Source passage
• • •
Later in his tour, Mendez stepped out of his vehicle when a mortar landed, sending six pieces of shrapnel into his leg. He was hospitalized for four months, and then returned to his unit.

Mendez said the tour was so intense that he has blocked parts of it out of his mind.

He then talked about the decreases in violence since the darkest days of the insurgency, and concluded that the war was worth fighting.

“One view is that it really is better,” Mendez said. “The other side is that you’re internally justifying it. You force yourself to look at the good, so it’s justified. I’d like to say I avoided doing that.”


I've saved a couple of stories from the end of the war that I'll try to catch up on before the end of the year...but there is a final accounting that's yet to come. It will be years before historians sort through everything and can give us a clearer picture on what went on...but for now, here is the first attempt to make sense of the last 9 years.


Reckoning the costs of war in Iraq will take years, especially the impact on US prestige and power in the world. Historians, political scientists, and economists will write doctoral dissertations on the subject, and some will devote careers to calculating and analyzing the data and each others’ conclusions – as continues to be the case with the Vietnam War.

The center is a progressive, nonprofit think tank and advocacy organization in Washington, founded in 2003 by former Clinton administration chief of staff John Podesta.
• • •
Set of tasks
1. Condense the paragraph of the Iraq war passage that begins "Reckoning the costs of war in Iraq" into a shorter version that keeps its main facts.
2. Write the next part of the Iraq war passage, picking up after its final sentence.

[Referring expression data]
• • •
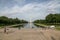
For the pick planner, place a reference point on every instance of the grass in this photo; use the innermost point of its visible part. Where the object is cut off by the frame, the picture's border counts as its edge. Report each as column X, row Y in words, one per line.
column 57, row 27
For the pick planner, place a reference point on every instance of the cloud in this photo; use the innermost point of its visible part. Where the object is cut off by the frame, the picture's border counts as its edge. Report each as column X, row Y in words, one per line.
column 32, row 10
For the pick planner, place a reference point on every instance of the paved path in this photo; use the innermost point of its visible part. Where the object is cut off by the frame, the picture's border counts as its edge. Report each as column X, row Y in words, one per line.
column 32, row 34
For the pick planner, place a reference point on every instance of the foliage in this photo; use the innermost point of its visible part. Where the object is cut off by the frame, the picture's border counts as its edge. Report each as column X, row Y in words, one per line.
column 9, row 21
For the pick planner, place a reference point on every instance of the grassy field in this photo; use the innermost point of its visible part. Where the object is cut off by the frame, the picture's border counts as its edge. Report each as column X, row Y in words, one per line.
column 57, row 27
column 30, row 34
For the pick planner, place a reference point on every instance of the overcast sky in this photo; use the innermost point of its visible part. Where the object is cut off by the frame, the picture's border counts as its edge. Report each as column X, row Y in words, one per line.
column 26, row 9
• • •
Results for the exercise
1. Assessing the costs of the Iraq war, especially its effect on US prestige and power, will take years. Historians, political scientists and economists will write dissertations on it, and some will spend careers analyzing the data and each other's conclusions, as they still do with the Vietnam War.

2.
The organization's inclinations are clearly left-of-center, but the figures in its “Iraq War Ledger” are taken from nonpartisan sources, including the Congressional Research Service, icasualties.org, the Defense Department, the Special Inspector General for Iraq Reconstruction, the Centers for Disease Control, and the United Nations High Commissioner for Refugees (UNHCR).

Here are some of the main points:

Human Costs

Coalition deaths totaled 4,803, of which 4,484 (93 percent) were American. The number of Americans wounded was 32,200. At least 463 non-Iraqi contractors were killed.

Iraqi civilian deaths are estimated to total between 103,674 and 113,265.

The UNHCR says the war resulted in 1.24 million internally displaced persons and more than 1.6 million refugees.

Financial costs

The Congressional Research Service puts the dollar cost of Operation Iraqi Freedom at $806 billion.

In their book “The Three Trillion Dollar War,” Joseph Stiglitz and Linda Bilmes estimate the projected total cost of veterans’ health care and disability payments to be between $422 billion and $717 billion.

Veterans

More than 2 million US service members have served in Iraq or Afghanistan (many in both wars).

The total number of Iraq/Afghanistan veterans eligible for Department of Veterans Affairs (VA) health care is 1,250,663, half of whom (625,384) have used VA health care since 2002.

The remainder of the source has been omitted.